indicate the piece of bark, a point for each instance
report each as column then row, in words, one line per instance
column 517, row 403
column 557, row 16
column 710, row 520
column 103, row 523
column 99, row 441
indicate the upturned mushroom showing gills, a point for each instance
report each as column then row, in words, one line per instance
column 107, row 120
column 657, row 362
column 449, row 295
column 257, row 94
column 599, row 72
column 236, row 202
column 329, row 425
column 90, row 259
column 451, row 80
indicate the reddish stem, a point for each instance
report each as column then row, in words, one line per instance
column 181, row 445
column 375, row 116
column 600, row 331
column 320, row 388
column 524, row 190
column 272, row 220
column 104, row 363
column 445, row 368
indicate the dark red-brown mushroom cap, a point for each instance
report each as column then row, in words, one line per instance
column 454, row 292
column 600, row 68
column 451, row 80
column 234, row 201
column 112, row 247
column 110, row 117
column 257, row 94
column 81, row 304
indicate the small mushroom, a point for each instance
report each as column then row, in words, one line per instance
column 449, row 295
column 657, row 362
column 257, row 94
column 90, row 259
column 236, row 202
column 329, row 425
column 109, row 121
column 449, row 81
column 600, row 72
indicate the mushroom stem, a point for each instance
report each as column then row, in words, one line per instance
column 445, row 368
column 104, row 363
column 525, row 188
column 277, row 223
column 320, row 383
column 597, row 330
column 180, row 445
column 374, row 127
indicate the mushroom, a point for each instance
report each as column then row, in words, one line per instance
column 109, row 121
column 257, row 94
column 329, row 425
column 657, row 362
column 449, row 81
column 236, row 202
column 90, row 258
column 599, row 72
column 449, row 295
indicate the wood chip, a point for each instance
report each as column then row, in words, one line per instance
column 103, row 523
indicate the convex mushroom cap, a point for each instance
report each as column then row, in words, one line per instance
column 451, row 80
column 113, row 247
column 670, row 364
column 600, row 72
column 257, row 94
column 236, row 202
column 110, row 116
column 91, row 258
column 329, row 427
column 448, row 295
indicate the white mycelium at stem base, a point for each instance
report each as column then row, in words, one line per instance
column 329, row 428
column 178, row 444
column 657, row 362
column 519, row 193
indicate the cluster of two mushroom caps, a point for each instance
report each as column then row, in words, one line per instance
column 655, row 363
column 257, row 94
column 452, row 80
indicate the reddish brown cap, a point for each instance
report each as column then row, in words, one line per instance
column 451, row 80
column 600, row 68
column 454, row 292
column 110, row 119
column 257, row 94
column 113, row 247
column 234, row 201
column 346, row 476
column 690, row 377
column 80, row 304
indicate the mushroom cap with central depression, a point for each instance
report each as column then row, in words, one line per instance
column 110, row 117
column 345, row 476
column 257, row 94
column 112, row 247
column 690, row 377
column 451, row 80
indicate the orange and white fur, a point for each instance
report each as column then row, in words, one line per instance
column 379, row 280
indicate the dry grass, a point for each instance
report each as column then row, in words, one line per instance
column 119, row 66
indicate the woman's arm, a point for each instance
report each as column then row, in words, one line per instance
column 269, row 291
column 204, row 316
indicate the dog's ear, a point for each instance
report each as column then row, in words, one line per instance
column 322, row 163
——
**STATED PROBLEM**: Each record above should be output again exactly.

**COMPLETE ANSWER**:
indicate the piece of bark, a point for each instance
report each as column then row, in words, one line per instance
column 517, row 403
column 557, row 16
column 710, row 520
column 103, row 523
column 99, row 441
indicate the upturned mushroom showing gills, a point for each instance
report each as column then row, in words, one line per instance
column 107, row 120
column 657, row 362
column 449, row 295
column 257, row 94
column 599, row 72
column 236, row 202
column 329, row 425
column 90, row 259
column 451, row 80
indicate the reddish stem, a point for each instance
report each as column then row, in words, one line per instance
column 181, row 445
column 375, row 116
column 600, row 331
column 320, row 388
column 524, row 190
column 272, row 220
column 104, row 363
column 445, row 368
indicate the dark red-brown mushroom cap, a point for each instance
report each as column then row, in words, one line per instance
column 454, row 292
column 600, row 68
column 451, row 80
column 234, row 201
column 112, row 247
column 110, row 117
column 257, row 94
column 81, row 304
indicate the small mushroom, a point for each instance
report each as column then row, in words, one line per instance
column 449, row 295
column 657, row 362
column 257, row 94
column 90, row 259
column 236, row 202
column 329, row 425
column 109, row 121
column 449, row 81
column 600, row 72
indicate the mushroom stem, a point for each instance
report each as column then row, in words, one line per instance
column 445, row 368
column 104, row 363
column 525, row 188
column 277, row 223
column 320, row 383
column 597, row 330
column 180, row 445
column 374, row 127
indicate the mushroom, a point for each instance
report each as column then row, in words, one line per instance
column 109, row 121
column 257, row 94
column 329, row 425
column 657, row 362
column 449, row 81
column 236, row 202
column 90, row 258
column 599, row 72
column 449, row 295
indicate the wood chip, a point for each instance
report each as column then row, in words, one line per instance
column 103, row 523
indicate the convex mushroom cap, a point for each instance
report each as column then row, in words, one line per instance
column 451, row 80
column 113, row 247
column 670, row 364
column 600, row 72
column 257, row 94
column 236, row 202
column 110, row 116
column 91, row 258
column 329, row 427
column 448, row 295
indicate the white mycelium at stem base, a point for each instance
report each as column then row, in words, one line per instance
column 329, row 428
column 178, row 444
column 657, row 362
column 519, row 193
indicate the cluster of two mushroom caps, a point for each instance
report each as column then row, in words, one line per instance
column 655, row 363
column 257, row 94
column 452, row 80
indicate the reddish brown cap, a point for each instance
report each as column then row, in words, one line per instance
column 451, row 80
column 600, row 68
column 454, row 292
column 110, row 119
column 257, row 94
column 113, row 247
column 234, row 201
column 346, row 476
column 690, row 377
column 80, row 304
indicate the mushroom cap with central depression, a point for each instance
report each as column then row, in words, one line per instance
column 110, row 117
column 345, row 476
column 257, row 94
column 112, row 247
column 690, row 377
column 451, row 80
indicate the orange and white fur, a point for each instance
report each as column then row, in words, one line per instance
column 379, row 280
indicate the dry grass, a point for each instance
report each as column then row, in words, one line per instance
column 119, row 66
indicate the woman's arm, a point for each instance
report each as column then row, in words, one line per instance
column 269, row 291
column 204, row 316
indicate the dog's ear, a point for each instance
report each as column then row, in words, one line per instance
column 322, row 163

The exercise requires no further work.